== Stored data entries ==

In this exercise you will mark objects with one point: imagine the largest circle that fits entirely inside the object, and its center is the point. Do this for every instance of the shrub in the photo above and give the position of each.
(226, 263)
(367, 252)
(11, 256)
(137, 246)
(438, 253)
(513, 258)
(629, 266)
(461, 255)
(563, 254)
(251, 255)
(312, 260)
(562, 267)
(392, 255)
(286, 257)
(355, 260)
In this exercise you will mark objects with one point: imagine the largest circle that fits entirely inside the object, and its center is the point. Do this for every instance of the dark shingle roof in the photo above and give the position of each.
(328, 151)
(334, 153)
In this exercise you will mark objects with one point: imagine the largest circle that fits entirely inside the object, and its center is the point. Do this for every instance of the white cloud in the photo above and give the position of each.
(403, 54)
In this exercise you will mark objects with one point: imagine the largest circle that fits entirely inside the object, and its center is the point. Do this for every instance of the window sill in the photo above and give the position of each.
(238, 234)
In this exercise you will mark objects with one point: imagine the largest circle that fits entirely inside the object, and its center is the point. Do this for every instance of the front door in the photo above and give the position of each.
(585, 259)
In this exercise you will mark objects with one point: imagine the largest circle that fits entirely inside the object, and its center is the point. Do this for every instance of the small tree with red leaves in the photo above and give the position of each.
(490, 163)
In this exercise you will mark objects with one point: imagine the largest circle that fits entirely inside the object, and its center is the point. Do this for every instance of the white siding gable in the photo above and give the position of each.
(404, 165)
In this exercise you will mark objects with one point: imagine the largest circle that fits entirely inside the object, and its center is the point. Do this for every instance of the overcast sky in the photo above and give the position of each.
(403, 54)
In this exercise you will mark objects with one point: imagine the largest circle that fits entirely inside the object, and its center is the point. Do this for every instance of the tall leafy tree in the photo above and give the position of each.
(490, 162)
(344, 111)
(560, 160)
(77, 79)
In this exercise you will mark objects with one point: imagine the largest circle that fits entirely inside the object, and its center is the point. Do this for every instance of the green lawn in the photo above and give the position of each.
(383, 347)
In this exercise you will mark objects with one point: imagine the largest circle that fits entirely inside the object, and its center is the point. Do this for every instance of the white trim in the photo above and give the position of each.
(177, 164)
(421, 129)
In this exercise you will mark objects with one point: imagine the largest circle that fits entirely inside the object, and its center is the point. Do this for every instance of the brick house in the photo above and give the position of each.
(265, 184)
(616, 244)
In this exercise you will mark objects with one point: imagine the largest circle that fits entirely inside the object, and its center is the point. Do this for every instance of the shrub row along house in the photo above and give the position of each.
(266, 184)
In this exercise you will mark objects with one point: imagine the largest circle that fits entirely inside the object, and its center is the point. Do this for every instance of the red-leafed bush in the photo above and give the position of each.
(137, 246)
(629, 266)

== Work to complete ==
In the entries above, find the line containing "of the overcast". Set down that line and every line after it through the last one, exactly and alone.

== Exercise output ==
In this exercise you will mark objects with one point: imagine the largest circle that fits entirely inside the object, and its center is the point. Do this for every instance of the overcast sky in the photo above and give the position of each.
(403, 54)
In this exercise you will mark objects with one point: imagine the largest circle that fits entirely inside the object, and its center is the point. Do this for every instance of the tall leafy tree in the photo above and give the position of each.
(490, 162)
(344, 111)
(560, 160)
(77, 79)
In this exercise you will mark objects with one point: imagine the largest circle that fits entirely inside the object, and its center is the point. Do this for every instance of the green lawn in the photo above and give the position of each.
(383, 347)
In this exercise you will mark objects with one point: imagine the largest circle that fits entirely inside the object, and its center is the point. Do this for every instance of the white trim in the photo above and give the position of each.
(177, 164)
(421, 129)
In this exercise you will mark objects with one point: imagine the largest circle that fits entirely inside the object, and its center is the point. Do this for every instance of the brick house in the photo above and give the position of each.
(265, 184)
(616, 244)
In this exercise you will mark objects with one point: imagine the largest circle that fits entirely inside the object, and its center is the point. Do this for every instance of the shrub row along house in the photo above and give the position of each.
(266, 184)
In this exercise you will mark objects with one point: imagine the largest circle that fits entirely inside the object, and its center is the point. Do this for every instance of the red-leafed bush in the photo above and give the position of each.
(137, 246)
(629, 266)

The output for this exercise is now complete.